TASK TO COMPLETE:
Pictures excluded, copy word for word the lines from the one holding "Where can you spot the woman's blue" through the last line below.

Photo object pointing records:
+ + +

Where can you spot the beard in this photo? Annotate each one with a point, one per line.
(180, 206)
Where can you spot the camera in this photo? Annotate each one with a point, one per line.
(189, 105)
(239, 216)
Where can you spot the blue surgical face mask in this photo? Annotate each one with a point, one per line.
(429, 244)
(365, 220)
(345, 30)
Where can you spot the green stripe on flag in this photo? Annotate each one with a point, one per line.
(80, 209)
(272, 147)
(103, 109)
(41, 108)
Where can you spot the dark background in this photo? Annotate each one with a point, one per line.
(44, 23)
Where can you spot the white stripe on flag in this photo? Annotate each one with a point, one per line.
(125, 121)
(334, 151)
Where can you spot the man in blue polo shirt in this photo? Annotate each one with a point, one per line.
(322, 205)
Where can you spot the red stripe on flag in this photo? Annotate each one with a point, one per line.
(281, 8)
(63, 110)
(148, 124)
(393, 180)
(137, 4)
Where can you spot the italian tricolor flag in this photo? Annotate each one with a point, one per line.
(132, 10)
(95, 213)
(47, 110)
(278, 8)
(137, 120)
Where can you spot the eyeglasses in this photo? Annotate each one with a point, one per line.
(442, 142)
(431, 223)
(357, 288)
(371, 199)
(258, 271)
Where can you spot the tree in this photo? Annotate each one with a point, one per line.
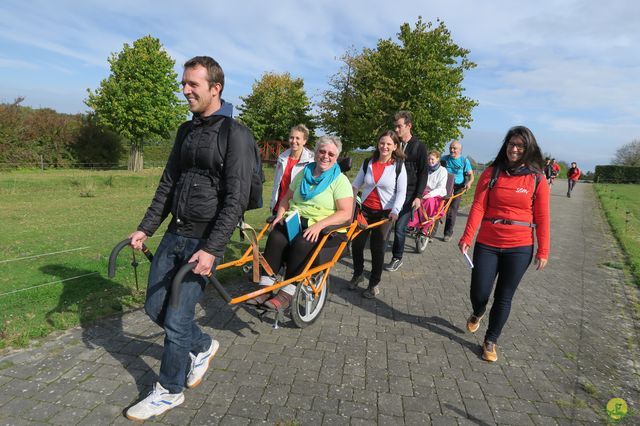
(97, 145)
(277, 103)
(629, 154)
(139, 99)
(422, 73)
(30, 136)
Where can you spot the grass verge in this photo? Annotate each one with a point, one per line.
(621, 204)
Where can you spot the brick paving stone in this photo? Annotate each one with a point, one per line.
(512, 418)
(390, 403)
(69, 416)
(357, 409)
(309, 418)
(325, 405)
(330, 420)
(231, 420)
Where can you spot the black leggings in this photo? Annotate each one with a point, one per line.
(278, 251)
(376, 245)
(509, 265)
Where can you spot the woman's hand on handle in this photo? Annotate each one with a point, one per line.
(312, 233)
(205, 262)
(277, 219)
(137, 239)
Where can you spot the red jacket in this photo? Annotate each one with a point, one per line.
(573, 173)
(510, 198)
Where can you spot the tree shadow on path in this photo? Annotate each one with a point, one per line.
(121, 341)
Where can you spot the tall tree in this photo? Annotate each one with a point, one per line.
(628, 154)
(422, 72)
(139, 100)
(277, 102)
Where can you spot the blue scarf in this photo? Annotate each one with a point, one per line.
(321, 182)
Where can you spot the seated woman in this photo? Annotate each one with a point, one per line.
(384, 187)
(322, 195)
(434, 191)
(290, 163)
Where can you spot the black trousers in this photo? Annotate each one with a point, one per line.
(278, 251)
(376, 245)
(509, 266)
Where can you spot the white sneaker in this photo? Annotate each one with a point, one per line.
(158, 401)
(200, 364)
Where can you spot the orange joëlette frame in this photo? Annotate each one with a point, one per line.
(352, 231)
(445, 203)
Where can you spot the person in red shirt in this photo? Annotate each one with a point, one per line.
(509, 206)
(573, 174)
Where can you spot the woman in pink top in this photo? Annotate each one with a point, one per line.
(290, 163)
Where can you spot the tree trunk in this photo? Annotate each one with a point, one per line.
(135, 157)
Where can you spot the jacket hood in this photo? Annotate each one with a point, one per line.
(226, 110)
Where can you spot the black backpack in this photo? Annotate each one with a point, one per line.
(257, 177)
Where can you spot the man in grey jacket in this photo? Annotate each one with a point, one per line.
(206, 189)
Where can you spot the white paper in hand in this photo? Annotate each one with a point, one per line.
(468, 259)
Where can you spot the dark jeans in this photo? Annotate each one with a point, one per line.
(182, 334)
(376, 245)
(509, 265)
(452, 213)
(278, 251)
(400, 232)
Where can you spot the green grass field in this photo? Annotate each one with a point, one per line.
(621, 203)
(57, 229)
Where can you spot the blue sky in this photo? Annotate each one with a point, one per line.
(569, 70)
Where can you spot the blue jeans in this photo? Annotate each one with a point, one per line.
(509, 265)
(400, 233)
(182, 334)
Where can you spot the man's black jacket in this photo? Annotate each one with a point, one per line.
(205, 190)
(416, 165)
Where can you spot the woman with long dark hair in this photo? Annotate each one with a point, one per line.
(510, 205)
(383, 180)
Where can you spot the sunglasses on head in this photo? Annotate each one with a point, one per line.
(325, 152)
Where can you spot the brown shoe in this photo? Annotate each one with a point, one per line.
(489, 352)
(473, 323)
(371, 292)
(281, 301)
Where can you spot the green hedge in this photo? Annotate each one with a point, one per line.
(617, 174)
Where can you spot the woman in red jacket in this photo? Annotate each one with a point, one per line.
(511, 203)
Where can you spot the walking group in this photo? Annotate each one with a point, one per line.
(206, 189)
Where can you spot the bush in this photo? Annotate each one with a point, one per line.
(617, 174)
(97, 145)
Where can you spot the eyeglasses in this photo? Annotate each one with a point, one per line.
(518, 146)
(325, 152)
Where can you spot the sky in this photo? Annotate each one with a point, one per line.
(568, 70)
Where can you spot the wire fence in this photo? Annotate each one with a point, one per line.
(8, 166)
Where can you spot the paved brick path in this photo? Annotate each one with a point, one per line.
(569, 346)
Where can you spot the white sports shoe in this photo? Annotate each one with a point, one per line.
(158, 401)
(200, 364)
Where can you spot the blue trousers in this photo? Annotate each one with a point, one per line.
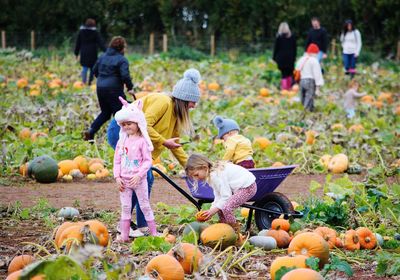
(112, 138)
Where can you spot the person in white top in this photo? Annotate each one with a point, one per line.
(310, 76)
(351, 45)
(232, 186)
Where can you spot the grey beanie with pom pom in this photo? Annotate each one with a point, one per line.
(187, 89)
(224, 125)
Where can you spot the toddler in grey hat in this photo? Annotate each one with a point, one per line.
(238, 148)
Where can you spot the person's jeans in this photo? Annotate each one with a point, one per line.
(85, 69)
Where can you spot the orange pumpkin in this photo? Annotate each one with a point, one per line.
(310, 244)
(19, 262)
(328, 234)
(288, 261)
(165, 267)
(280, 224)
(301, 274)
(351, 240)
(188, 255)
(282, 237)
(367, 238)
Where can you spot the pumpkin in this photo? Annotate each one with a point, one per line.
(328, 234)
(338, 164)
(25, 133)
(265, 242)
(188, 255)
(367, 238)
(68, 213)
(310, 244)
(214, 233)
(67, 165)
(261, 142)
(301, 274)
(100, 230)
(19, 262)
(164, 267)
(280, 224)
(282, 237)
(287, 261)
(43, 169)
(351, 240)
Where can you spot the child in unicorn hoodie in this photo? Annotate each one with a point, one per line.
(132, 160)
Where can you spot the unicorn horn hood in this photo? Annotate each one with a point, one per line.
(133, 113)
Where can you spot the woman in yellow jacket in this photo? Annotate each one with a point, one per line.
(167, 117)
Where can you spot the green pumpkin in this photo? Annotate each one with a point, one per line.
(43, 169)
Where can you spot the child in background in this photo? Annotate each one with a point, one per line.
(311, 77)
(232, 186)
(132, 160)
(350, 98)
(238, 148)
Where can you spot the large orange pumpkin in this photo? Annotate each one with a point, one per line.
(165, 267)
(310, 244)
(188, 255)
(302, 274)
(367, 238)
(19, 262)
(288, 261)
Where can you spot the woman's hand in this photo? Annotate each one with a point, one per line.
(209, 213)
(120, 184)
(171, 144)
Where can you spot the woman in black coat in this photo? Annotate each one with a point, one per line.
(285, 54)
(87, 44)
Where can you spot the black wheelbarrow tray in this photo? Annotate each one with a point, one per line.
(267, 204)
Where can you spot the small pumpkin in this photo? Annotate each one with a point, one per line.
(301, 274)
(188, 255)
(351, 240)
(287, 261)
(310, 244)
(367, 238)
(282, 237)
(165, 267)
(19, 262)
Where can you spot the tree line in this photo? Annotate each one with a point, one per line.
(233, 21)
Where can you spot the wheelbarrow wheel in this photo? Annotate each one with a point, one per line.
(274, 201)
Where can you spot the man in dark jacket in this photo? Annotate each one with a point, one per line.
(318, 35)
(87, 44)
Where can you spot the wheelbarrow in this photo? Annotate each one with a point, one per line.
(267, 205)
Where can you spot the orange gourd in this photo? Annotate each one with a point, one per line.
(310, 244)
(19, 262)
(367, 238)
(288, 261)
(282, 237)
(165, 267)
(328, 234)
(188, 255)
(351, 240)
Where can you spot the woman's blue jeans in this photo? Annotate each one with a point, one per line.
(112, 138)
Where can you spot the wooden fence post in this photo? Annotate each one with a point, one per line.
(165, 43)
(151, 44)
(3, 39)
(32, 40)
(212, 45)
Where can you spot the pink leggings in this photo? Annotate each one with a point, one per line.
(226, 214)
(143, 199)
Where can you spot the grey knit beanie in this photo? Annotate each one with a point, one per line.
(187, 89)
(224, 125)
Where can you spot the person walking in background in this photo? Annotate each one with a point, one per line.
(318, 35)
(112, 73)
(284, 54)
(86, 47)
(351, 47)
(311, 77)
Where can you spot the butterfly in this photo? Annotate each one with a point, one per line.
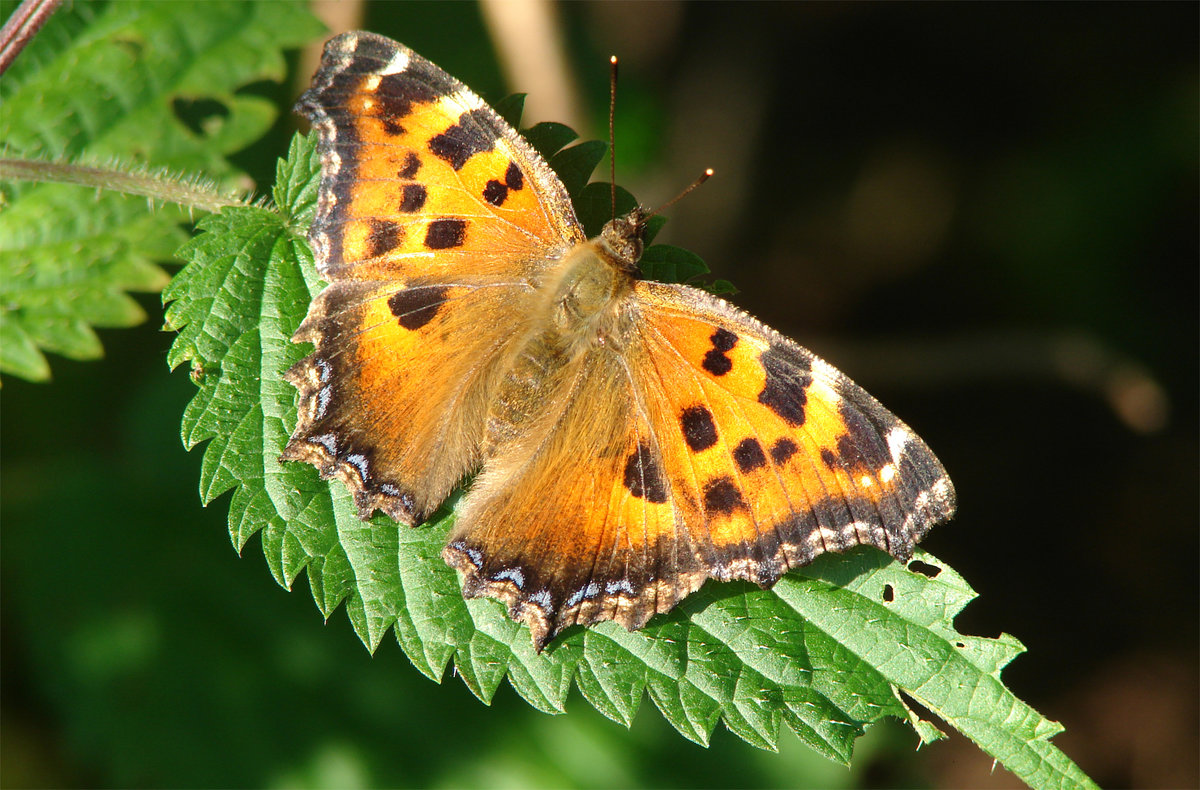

+ + +

COMPLETED EXERCISE:
Where can you spot the woman's blue jeans in this photo? Annotate each one with a point, one per line.
(112, 138)
Where can you spot the wooden fence post in this photo? Annotate each one with a point, one per line.
(165, 43)
(151, 44)
(3, 39)
(32, 40)
(212, 45)
Where can you spot the pink leggings in this photo? Annotate each one with a point, one per line.
(226, 214)
(143, 199)
Where can you spot the grey knit beanie in this photo? Annotate each one with a point, one per line.
(187, 89)
(224, 125)
Where can you spot the person walking in background in this photo? Annotate each one with a point, one per line.
(318, 35)
(112, 73)
(284, 54)
(86, 47)
(351, 47)
(311, 77)
Where can you spot the butterfly in this photo? Annotate each one with a point, one per line.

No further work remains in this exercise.